Rewrite the part of the records that runs from the start through the line containing "POLYGON ((0 113, 3", and raise every coordinate in the polygon outlines there by 116. Leave everything else in that part unchanged, and give nothing beyond it.

Records to use:
⁂
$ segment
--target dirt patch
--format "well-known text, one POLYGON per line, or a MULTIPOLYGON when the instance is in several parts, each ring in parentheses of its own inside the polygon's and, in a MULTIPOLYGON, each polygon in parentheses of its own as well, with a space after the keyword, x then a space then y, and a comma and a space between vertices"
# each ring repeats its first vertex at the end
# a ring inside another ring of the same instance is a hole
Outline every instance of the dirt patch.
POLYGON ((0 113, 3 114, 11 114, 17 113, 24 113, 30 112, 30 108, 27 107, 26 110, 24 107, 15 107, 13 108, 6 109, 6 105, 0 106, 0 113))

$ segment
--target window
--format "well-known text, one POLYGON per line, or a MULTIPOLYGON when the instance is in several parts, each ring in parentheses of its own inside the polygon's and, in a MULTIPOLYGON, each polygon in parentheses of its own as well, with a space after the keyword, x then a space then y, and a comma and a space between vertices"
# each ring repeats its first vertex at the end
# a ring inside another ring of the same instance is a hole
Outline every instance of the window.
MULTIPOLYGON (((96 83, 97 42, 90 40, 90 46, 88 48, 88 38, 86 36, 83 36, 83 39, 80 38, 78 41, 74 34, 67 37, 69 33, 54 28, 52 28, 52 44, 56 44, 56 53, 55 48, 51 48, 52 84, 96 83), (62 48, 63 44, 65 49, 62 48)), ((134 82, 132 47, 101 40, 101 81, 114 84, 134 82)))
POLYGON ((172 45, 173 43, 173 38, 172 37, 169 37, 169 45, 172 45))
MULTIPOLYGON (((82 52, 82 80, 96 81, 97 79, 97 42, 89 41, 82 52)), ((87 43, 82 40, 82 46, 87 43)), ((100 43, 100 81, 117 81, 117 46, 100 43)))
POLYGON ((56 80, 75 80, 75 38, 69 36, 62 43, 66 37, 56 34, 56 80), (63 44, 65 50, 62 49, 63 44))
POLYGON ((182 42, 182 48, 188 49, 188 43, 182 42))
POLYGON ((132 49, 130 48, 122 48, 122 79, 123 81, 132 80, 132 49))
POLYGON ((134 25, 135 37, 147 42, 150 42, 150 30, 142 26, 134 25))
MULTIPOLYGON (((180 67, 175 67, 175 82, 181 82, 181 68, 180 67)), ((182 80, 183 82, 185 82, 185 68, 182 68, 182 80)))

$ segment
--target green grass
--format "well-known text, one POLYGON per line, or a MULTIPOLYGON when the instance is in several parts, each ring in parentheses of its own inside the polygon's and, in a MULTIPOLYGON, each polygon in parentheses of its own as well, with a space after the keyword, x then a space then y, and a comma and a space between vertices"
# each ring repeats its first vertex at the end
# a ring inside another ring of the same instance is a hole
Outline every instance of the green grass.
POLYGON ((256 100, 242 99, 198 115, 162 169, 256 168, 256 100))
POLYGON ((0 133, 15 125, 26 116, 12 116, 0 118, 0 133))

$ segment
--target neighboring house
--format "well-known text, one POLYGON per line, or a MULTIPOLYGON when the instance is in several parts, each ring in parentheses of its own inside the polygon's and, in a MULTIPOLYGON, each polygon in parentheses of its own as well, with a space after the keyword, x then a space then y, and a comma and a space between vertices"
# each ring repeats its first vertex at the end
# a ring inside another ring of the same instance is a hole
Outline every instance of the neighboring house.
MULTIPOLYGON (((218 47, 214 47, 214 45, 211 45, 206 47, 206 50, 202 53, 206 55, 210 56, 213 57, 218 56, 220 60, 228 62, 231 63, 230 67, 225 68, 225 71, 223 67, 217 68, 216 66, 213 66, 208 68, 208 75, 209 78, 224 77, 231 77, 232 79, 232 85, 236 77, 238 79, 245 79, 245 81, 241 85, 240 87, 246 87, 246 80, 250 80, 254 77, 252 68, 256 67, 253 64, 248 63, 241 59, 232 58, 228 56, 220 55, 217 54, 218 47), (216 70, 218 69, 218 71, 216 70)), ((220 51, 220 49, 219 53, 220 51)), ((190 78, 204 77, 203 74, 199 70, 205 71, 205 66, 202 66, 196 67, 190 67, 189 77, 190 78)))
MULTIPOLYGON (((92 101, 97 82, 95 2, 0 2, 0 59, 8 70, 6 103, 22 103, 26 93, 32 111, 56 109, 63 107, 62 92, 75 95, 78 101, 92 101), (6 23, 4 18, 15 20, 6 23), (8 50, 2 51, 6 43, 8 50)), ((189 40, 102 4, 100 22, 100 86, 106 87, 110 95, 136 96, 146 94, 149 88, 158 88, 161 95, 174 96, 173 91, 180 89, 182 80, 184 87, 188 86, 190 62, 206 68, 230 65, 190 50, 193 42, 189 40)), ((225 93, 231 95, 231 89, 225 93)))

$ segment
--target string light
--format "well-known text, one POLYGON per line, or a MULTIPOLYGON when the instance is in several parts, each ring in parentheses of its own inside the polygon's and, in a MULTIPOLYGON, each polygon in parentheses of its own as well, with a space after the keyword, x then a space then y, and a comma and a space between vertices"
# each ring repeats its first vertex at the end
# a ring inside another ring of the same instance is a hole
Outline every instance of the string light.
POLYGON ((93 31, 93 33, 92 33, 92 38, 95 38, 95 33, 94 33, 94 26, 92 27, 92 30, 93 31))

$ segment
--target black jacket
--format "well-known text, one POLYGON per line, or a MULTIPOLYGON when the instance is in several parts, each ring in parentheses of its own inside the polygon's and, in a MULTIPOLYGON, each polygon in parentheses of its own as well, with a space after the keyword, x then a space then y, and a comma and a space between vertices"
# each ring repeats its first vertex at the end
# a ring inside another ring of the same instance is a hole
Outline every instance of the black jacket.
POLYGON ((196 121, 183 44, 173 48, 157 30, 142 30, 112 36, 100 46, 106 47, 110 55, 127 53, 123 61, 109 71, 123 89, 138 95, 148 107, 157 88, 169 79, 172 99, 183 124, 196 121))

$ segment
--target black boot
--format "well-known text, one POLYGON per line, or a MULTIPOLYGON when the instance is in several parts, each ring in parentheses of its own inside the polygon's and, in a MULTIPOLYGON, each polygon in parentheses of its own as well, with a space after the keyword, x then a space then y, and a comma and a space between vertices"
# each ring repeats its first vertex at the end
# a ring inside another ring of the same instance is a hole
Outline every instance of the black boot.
⁂
Task output:
$ segment
--target dirt patch
--format "well-known text, one POLYGON per line, or a MULTIPOLYGON when the instance is in several parts, each ring in parentheses of its own inside the polygon's and, in a MULTIPOLYGON, each polygon in parentheses of its own as well, with a space after the keyword, x then a space then y, and a comma and a space between vertices"
# each ring repeats its first vertex at the end
# a ring inside another ring of the same instance is a hole
Outline every instance of the dirt patch.
POLYGON ((116 229, 119 230, 127 230, 133 229, 140 229, 146 228, 146 224, 143 223, 142 226, 140 223, 131 223, 129 224, 122 225, 122 221, 116 222, 116 229))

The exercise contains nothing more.